= Your objective =
Starting at the line that contains "Where can the blurred mountain", print every remaining line of the entries, unchanged, and output nothing more.

_____

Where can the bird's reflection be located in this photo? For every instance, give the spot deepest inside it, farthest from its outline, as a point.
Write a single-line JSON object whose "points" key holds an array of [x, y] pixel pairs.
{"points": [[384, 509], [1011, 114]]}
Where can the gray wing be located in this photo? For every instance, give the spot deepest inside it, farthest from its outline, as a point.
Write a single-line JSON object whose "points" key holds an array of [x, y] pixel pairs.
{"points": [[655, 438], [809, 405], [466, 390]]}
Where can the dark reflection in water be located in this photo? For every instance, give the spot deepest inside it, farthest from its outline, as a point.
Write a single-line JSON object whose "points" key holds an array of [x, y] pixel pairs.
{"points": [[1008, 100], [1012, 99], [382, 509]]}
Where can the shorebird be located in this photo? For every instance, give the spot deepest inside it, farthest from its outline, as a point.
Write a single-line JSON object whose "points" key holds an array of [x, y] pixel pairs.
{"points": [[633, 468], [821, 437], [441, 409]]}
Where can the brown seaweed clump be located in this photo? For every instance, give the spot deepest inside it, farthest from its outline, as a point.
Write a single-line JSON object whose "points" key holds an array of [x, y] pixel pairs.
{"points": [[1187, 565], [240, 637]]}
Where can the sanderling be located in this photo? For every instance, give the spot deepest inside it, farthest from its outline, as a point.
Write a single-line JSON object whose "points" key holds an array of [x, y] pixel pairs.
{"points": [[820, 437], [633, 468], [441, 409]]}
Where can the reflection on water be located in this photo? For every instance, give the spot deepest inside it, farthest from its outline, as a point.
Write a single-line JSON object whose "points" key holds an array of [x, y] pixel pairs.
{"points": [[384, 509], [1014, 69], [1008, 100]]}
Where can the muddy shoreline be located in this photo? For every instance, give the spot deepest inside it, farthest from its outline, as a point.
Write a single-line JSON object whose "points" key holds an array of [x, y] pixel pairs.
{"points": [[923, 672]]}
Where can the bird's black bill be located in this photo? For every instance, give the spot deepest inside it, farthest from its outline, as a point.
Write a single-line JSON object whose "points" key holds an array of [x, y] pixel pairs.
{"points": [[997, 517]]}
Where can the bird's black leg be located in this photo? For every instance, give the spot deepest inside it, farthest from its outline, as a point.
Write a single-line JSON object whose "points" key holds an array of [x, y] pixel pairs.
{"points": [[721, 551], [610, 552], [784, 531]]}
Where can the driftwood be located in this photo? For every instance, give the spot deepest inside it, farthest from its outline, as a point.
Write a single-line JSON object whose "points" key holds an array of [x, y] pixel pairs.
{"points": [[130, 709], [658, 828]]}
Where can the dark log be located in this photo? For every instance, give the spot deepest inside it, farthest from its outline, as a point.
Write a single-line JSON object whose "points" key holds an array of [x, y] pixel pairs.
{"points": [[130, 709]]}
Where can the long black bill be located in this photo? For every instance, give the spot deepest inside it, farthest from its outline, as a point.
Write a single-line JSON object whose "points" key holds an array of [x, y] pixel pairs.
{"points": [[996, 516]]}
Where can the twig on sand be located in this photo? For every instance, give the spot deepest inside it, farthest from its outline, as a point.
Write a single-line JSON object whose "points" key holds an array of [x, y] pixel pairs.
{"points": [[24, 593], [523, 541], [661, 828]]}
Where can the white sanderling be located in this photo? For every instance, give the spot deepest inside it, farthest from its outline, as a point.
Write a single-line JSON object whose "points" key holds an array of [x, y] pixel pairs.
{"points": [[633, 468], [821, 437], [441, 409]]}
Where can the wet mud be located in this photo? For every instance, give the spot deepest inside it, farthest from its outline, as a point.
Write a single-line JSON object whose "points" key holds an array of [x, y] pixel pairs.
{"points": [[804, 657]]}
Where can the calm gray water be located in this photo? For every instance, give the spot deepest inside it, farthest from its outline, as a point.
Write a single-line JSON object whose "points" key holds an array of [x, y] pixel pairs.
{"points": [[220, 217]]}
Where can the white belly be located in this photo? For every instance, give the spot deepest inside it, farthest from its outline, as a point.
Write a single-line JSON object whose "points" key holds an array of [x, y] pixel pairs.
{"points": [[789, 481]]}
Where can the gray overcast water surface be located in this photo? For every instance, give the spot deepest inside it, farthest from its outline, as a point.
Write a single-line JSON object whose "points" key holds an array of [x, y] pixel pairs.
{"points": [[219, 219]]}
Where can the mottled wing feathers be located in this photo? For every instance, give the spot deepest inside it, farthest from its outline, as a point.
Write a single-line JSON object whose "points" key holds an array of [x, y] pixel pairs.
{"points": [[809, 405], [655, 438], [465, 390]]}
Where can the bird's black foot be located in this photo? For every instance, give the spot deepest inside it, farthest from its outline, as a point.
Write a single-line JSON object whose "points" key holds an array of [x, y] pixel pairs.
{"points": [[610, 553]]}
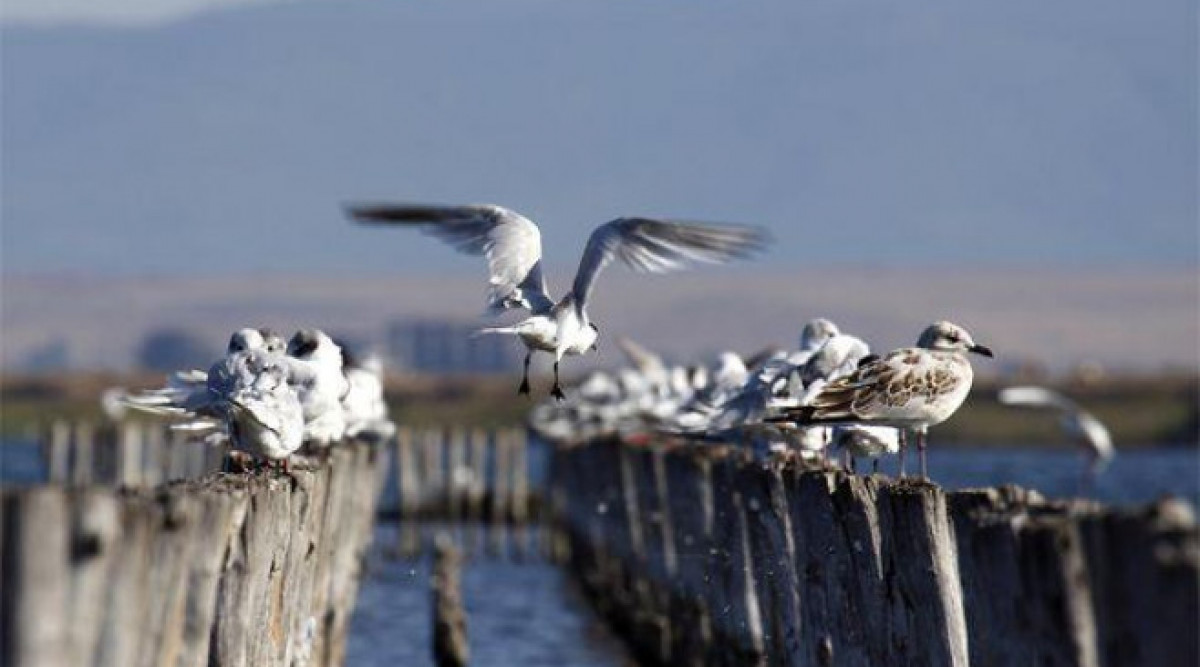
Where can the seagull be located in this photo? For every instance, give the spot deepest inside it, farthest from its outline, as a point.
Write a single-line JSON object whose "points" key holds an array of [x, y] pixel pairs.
{"points": [[871, 442], [910, 388], [366, 412], [1087, 432], [197, 392], [265, 418], [513, 247], [316, 373]]}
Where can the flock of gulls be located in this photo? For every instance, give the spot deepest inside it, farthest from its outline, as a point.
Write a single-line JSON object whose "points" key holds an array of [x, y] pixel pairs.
{"points": [[268, 397]]}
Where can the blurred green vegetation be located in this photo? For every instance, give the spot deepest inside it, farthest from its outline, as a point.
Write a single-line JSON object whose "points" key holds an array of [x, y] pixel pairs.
{"points": [[1141, 410]]}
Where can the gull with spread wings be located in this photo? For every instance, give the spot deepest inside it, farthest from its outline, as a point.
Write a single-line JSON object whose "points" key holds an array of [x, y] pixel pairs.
{"points": [[513, 247]]}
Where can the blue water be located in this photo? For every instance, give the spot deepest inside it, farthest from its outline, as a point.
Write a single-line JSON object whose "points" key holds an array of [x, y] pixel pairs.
{"points": [[517, 614], [527, 613]]}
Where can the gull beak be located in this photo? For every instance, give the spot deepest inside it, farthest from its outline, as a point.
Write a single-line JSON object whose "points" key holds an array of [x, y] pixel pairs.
{"points": [[982, 350]]}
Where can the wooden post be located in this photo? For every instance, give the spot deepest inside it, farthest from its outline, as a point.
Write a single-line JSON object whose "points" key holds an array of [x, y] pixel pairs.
{"points": [[450, 646], [520, 446], [57, 449], [408, 492], [477, 462], [502, 461], [229, 570], [36, 592], [84, 445], [130, 454]]}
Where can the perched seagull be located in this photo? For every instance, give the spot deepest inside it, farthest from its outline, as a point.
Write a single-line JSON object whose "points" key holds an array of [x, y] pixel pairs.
{"points": [[366, 412], [513, 247], [910, 388], [197, 392], [1080, 426], [316, 373], [870, 442]]}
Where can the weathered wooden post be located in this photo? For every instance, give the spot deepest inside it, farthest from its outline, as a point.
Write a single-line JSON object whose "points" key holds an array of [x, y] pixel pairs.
{"points": [[129, 456], [408, 493], [84, 445], [477, 491], [502, 463], [520, 486], [57, 451], [450, 646]]}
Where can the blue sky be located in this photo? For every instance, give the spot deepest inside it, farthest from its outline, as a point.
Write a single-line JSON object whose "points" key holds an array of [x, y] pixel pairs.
{"points": [[151, 138]]}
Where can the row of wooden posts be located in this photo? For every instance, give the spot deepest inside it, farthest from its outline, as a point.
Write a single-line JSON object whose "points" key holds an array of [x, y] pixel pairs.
{"points": [[473, 485], [701, 556], [479, 479], [235, 570], [132, 454]]}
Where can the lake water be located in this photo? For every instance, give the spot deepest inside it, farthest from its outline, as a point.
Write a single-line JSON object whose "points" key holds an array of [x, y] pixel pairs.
{"points": [[529, 614]]}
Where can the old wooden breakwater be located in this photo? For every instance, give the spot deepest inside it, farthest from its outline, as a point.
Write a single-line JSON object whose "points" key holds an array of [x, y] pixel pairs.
{"points": [[700, 556], [477, 486], [233, 570]]}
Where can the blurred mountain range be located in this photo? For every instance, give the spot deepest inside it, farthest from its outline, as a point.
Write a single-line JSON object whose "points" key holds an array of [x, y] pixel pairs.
{"points": [[930, 133]]}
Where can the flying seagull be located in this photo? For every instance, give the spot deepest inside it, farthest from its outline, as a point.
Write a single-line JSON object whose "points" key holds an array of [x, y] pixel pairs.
{"points": [[513, 247]]}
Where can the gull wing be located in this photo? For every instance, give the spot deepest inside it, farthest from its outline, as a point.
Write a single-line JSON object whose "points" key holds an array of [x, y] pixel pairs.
{"points": [[510, 242], [657, 246], [885, 386]]}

_____

= Response below =
Where can the blurred mountain range be located in this photo? For every instance, give the spot deepest inside it, farthest from its outline, as a point.
Write a single-line JSON object whose "points" key holds an array of [x, y] pixel pairs.
{"points": [[930, 133]]}
Where can the flying seagull be located in this photo? For every instance, give the spot deepest inside it, farthest from its outline, as a point.
Write a single-line JSON object whose "points" key holds an array of [x, y] pixel pairs.
{"points": [[513, 247]]}
Where can the gull wing be located in this photo? For every instance, give the spot deepest inside it, farthest from its outline, as a point.
Write a single-line JSON object whose "points" key holds an array of [x, y] pixel pairs.
{"points": [[510, 242], [657, 246], [885, 386]]}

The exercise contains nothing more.